**Objective:**
Copy the following material line for line, changing nothing.

**Data shown:**
=-=-=-=-=

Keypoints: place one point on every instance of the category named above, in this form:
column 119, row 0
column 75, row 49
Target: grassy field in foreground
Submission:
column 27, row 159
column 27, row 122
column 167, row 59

=-=-=-=-=

**Exercise answer:**
Keypoints: place one point on every instance of the category named above, in this form:
column 119, row 0
column 75, row 49
Target: grassy field in foreground
Submission:
column 27, row 159
column 27, row 122
column 167, row 59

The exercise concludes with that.